What this task involves: Your task is to transcribe the data in full.

(Records from a collection)

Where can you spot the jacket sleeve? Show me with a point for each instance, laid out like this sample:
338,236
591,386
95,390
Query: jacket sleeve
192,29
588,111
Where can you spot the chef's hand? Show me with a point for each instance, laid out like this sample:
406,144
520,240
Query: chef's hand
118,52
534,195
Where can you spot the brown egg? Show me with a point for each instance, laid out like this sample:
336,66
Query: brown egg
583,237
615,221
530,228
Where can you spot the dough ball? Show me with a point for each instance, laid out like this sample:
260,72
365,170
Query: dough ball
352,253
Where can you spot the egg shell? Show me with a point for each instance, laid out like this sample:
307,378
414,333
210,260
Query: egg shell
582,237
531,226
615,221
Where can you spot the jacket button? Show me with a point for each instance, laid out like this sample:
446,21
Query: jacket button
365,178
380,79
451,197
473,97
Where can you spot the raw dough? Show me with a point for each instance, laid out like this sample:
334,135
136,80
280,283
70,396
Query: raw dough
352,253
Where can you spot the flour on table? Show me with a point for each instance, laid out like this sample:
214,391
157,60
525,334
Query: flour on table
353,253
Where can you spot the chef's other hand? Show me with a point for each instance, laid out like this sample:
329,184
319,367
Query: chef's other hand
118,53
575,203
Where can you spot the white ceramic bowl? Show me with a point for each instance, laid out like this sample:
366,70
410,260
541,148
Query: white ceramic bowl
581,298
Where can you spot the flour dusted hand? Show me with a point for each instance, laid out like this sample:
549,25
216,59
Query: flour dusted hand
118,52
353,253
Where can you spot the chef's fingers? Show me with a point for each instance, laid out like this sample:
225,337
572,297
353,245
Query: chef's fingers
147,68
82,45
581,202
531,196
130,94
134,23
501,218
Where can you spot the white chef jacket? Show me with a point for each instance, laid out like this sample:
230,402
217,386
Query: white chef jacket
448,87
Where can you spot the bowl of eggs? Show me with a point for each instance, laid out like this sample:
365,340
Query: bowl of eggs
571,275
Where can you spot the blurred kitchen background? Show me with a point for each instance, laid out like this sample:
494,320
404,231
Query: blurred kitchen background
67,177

Solution for this task:
Where can you spot the jacket sleeve? Show me with a point for each instance, laid out like this sample:
338,236
591,386
95,390
Query: jacket sleeve
192,29
588,111
Where can you spot the chef's hand? Show me with a point for each instance, laid out like this sample:
406,144
520,240
Query: chef's hand
118,52
534,195
Where can you spot the brown egg? Show me with a point for each instance, laid out like this sample:
336,66
Query: brown egg
583,237
615,221
530,228
Where can you spot the dough ball? Show me with a point for each instance, laid out like this sample:
260,72
365,170
Query: dough ball
352,253
Where can you spot the egg shell? Show me with a point for each instance, laid out like this sample:
307,378
414,333
210,260
Query: egg shell
582,237
531,226
615,221
Where can you spot the jacket button? Show me with a point for each instance, laid out like this sample:
446,21
Query: jacket button
365,178
380,79
451,197
473,97
Where can you spot the raw dough? Show me with a point for each instance, laid out like this sample:
334,135
136,80
280,283
70,396
Query: raw dough
352,253
Where can you spot the flour on table? Show me with a point for each instance, laid out like this sample:
214,391
157,60
525,334
Query: flour on table
353,253
Where can you spot the chef's other hand? Show me with a point for each instance, laid out like this sample:
329,184
319,367
Query: chef's other hand
118,53
575,203
Where can you spot the white ceramic bowl? Show me with a point for each instance, laid out like this sample:
366,70
410,260
541,148
Query: white ceramic bowl
581,298
Where can you spot the flour dusted hand? Show me with a point for each instance, laid out like this sample:
549,25
216,59
Query: flour dusted hand
118,52
353,253
Where can you spot the chef's fingers? Show me with a point for each instance, laid out like this sample:
225,337
572,297
353,245
Query: chef's fingers
147,68
82,45
581,202
531,196
130,94
134,23
501,218
Where can you spot the white chef jacket? Show me with a point for each instance, laid out like this sample:
230,402
217,386
Query: white chef jacket
448,87
Where can you spot the bowl of eggs? Show me with a point for each instance, laid out like this sample:
365,340
Query: bowl of eggs
571,275
Where can you spot the blurred kitchen background? Show me with a point for each instance, laid out like this sample:
494,320
404,231
Query: blurred kitchen background
67,177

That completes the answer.